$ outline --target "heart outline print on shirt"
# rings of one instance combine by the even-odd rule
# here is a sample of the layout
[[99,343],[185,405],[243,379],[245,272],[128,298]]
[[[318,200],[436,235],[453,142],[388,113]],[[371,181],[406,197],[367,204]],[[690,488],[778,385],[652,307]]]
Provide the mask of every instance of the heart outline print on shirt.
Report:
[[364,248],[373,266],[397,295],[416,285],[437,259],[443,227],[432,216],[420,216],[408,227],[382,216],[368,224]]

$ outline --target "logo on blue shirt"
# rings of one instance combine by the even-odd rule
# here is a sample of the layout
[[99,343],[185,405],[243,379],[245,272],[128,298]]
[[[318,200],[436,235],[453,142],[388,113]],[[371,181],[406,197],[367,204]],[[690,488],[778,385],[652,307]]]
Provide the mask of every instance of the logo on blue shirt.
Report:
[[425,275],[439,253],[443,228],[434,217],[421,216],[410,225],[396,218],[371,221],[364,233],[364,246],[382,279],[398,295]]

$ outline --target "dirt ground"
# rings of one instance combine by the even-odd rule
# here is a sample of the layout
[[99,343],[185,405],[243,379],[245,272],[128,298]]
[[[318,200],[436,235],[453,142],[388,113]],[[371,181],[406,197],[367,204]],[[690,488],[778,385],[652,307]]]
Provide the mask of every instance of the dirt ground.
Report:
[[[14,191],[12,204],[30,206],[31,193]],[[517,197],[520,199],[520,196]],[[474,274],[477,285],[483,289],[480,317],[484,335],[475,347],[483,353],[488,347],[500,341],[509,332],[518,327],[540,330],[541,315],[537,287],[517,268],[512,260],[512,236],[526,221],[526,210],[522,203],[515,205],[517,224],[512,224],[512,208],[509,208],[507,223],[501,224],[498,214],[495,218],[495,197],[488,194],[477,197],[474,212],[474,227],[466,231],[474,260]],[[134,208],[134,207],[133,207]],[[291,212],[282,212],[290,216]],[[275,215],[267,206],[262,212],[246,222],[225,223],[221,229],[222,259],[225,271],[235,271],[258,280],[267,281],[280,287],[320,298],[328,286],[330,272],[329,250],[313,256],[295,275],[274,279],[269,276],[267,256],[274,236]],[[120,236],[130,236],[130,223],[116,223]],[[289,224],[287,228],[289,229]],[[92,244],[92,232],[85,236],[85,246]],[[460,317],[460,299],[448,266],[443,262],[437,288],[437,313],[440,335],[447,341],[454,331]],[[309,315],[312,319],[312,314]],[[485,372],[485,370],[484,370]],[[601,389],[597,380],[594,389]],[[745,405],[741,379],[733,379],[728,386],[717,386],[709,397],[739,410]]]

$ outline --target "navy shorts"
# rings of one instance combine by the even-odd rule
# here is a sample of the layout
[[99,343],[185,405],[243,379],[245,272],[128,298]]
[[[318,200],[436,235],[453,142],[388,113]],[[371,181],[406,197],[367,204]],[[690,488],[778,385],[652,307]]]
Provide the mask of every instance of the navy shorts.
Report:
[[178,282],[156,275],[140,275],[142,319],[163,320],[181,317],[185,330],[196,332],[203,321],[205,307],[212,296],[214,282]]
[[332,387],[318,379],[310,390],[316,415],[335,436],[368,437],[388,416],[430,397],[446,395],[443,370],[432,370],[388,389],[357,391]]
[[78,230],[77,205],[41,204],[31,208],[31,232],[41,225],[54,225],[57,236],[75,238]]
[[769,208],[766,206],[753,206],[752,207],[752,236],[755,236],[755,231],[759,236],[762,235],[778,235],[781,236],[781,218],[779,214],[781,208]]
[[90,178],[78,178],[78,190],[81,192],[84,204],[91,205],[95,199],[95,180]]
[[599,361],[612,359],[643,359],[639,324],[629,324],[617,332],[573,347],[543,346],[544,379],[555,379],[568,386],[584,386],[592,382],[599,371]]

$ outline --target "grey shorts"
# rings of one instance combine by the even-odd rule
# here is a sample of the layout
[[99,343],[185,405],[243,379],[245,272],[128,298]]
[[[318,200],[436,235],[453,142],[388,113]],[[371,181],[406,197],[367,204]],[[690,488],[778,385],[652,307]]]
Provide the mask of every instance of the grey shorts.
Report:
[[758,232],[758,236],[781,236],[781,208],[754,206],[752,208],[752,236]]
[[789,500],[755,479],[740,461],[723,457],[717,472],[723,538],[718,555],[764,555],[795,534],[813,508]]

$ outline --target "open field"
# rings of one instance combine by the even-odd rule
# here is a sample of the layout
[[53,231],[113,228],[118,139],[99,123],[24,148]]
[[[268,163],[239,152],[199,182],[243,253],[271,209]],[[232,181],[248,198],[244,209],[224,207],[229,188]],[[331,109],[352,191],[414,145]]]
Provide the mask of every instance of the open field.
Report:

--

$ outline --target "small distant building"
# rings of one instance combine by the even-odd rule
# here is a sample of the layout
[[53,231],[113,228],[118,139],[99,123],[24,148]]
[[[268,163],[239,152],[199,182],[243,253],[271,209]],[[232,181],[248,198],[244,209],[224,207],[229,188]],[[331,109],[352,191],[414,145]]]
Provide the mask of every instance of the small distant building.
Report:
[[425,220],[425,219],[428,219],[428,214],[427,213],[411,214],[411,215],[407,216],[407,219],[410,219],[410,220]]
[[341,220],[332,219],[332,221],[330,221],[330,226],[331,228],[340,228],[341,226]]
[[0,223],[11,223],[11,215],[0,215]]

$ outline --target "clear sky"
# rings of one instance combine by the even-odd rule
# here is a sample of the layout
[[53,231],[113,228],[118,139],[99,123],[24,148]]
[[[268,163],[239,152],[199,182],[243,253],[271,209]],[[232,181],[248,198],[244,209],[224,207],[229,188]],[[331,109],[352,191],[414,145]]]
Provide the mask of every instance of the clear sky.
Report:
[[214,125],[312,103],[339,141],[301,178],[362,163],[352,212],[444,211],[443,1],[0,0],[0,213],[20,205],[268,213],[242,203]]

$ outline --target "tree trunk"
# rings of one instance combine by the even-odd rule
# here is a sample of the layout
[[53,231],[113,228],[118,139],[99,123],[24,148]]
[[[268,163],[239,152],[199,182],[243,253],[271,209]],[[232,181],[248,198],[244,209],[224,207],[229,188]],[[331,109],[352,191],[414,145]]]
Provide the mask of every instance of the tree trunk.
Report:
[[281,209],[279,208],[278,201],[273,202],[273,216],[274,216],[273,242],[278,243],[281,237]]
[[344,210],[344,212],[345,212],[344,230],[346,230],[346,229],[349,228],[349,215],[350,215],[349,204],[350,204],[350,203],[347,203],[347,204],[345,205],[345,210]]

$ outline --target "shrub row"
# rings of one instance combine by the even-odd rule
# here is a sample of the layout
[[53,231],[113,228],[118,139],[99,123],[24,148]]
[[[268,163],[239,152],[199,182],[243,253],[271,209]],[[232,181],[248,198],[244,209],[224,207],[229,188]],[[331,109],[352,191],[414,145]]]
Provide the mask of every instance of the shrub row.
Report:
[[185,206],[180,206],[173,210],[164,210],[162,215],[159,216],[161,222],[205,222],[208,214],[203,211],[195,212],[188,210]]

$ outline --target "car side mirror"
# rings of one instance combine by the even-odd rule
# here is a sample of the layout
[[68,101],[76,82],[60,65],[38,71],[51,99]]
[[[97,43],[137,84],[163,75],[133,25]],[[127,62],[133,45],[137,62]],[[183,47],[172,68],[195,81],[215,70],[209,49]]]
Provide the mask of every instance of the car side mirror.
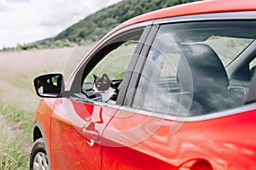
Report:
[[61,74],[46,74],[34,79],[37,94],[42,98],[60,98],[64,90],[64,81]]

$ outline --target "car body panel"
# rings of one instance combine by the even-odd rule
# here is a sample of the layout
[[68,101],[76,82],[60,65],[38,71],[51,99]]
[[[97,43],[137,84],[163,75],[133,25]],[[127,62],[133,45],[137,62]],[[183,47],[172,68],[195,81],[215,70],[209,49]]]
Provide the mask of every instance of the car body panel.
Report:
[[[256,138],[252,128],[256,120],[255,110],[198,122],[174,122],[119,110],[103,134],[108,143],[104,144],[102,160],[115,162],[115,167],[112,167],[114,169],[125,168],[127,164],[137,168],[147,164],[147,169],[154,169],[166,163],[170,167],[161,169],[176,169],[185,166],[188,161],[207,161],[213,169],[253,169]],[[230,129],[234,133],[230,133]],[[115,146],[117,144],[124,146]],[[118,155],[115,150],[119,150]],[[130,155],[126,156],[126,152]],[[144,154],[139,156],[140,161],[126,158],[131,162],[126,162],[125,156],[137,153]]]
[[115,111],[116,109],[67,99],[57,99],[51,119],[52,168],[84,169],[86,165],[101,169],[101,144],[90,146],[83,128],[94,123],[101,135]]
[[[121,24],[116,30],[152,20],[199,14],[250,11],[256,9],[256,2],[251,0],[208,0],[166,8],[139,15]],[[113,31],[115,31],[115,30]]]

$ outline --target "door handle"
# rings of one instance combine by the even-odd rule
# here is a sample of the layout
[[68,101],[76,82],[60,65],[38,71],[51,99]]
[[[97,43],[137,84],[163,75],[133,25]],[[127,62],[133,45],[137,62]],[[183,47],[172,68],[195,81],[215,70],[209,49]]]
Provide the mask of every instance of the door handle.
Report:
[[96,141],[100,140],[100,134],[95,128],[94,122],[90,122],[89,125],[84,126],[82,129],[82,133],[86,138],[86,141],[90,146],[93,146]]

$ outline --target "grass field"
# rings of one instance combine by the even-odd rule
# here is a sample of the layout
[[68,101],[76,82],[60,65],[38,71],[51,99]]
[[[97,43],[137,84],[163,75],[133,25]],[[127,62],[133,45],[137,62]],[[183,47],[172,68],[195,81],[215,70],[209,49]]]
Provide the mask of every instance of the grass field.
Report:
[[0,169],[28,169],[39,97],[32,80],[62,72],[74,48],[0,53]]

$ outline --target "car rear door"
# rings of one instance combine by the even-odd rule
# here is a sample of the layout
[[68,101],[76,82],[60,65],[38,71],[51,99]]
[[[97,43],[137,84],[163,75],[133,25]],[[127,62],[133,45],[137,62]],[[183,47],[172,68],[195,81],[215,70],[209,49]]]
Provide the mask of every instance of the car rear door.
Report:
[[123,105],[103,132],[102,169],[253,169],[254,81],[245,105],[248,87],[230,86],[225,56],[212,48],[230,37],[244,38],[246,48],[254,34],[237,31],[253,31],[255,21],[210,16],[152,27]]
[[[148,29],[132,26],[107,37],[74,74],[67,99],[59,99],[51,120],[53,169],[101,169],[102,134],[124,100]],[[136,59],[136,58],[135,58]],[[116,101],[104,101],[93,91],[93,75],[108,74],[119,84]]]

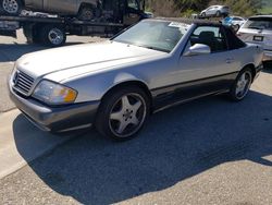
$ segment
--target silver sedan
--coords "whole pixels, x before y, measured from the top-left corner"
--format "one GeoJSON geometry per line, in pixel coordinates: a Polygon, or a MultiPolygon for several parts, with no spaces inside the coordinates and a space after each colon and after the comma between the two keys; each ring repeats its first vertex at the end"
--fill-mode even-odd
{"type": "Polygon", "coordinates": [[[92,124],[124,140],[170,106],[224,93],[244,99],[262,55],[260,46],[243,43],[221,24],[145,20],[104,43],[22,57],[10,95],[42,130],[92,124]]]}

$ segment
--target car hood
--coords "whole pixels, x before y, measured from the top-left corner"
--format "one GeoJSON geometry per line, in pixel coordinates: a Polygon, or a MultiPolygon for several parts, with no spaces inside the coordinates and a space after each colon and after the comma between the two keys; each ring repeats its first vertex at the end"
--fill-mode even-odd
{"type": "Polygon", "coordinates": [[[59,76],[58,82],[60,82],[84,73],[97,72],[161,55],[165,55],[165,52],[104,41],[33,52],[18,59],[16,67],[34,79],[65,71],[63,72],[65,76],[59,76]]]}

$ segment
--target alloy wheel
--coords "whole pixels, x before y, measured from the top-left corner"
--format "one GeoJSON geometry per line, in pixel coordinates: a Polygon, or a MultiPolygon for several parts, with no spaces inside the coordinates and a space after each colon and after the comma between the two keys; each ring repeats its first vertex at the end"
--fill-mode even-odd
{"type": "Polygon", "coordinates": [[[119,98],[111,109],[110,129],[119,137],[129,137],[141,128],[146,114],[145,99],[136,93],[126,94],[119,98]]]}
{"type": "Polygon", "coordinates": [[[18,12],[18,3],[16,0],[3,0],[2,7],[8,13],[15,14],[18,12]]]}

---

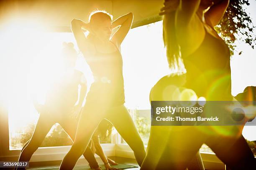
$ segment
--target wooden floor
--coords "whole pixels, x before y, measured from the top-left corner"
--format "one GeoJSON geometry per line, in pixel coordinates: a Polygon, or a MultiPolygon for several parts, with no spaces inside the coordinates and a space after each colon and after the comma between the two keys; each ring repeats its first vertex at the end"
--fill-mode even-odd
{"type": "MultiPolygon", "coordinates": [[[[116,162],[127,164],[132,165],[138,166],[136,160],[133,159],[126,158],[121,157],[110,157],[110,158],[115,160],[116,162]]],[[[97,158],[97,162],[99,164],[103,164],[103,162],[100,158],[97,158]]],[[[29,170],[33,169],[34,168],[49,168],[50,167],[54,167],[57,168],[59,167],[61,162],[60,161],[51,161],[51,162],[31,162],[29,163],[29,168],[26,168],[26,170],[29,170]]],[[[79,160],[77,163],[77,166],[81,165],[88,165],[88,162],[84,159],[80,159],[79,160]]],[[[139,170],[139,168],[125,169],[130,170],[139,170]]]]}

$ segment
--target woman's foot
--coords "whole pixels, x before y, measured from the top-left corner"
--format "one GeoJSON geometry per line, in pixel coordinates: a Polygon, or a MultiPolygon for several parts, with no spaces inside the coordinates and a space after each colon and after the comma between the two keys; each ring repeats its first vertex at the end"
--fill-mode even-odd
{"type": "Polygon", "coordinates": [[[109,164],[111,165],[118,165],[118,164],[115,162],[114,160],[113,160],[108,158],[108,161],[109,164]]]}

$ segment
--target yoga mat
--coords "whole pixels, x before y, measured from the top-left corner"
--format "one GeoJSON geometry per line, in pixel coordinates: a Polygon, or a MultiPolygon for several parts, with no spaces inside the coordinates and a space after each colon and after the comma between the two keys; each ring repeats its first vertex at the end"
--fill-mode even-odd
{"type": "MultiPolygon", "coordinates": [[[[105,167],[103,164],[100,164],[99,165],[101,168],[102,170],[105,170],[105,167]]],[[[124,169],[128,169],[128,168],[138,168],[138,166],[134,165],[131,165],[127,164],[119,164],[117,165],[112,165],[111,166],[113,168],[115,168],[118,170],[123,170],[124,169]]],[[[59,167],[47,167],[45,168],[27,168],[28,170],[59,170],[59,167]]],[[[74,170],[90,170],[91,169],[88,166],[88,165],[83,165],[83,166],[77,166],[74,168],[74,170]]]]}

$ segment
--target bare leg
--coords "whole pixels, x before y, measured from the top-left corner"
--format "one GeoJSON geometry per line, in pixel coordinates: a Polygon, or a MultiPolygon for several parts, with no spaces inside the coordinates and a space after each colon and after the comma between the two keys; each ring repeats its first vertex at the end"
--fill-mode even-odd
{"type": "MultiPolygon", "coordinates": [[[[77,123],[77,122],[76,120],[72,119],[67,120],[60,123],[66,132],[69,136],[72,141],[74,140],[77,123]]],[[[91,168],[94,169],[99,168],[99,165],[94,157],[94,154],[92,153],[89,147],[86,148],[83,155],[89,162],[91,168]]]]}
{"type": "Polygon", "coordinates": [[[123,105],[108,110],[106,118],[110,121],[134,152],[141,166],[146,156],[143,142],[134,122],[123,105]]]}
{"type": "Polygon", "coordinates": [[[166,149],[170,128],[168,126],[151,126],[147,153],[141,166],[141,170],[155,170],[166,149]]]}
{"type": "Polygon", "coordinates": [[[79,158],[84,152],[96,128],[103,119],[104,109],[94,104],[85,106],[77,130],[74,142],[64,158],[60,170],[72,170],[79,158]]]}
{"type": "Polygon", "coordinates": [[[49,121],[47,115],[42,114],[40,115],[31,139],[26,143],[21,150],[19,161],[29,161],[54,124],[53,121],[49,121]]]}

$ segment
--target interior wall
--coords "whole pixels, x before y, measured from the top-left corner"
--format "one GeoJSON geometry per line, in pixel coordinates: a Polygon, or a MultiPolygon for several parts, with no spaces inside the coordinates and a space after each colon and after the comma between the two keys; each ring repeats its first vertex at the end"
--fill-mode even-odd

__Task to carry out__
Locate every line in the material above that contains the word "grey", and copy each such line in full. Case counts.

__Answer below__
$ outline --target "grey shorts"
Provide the mask of every instance of the grey shorts.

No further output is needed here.